▶ _O QUE FAZER_:
a – Reproduza o trecho sobre lembrança e escrita desde "Imagem da Serra" até "passado é sólida.".
b – Segundo o trecho sobre lembrança e escrita, quanto tempo é suficiente para apontar uma lembrança relevante e ao mesmo tempo confiável?
───── TRECHO PARA LEITURA ─────
Objetos wabi-sabi, táteis que são, criam uma boa conexão conosco, já que cada minuto que se passa com eles é apreciado.

Imagem monocromática de uma praça em uma cidade pequena.

Imagem da Serra Grande.

Sobre a lembrança e a escrita

Costumo escrever no meu diário com algum atraso. Por exemplo, se hoje é dia 3 de julho, só vou escrever sobre este dia amanhã ou depois de amanhã.

Porque não sei o peso dos fatos quando estou os vivendo. Já houve mais de uma vez em que busquei algum escrito de algum dia marcante e tudo o que consegui encontrar foram reclamações e comentários de autossubestimação, feitos no calor do momento.

Preciso de um tempo para escrever sobre algo que vivi até que isso se torne uma lembrança sólida. E não há garantias de que a impressão do que você acabou de viver é sólida; tampouco de que a lembrança do que você viveu mês passado é sólida.

Acho que um ou dois dias é o suficiente para apontar uma lembrança relevante e ao mesmo tempo confiável.
───── MATERIAL EXIBIDO ─────
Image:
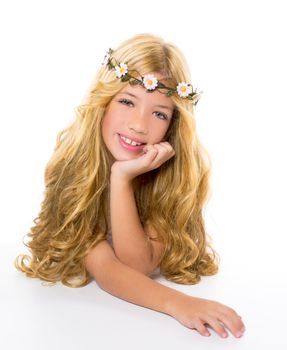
─────
▶ _RESPOSTAS DO EXERCÍCIO_:
a –
Imagem da Serra Grande.

Sobre a lembrança e a escrita

Costumo escrever no meu diário com algum atraso. Por exemplo, se hoje é dia 3 de julho, só vou escrever sobre este dia amanhã ou depois de amanhã.

Porque não sei o peso dos fatos quando estou os vivendo. Já houve mais de uma vez em que busquei algum escrito de algum dia marcante e tudo o que consegui encontrar foram reclamações e comentários de autossubestimação, feitos no calor do momento.

Preciso de um tempo para escrever sobre algo que vivi até que isso se torne uma lembrança sólida. E não há garantias de que a impressão do que você acabou de viver é sólida; tampouco de que a lembrança do que você viveu mês passado é sólida.

b – Um ou dois dias.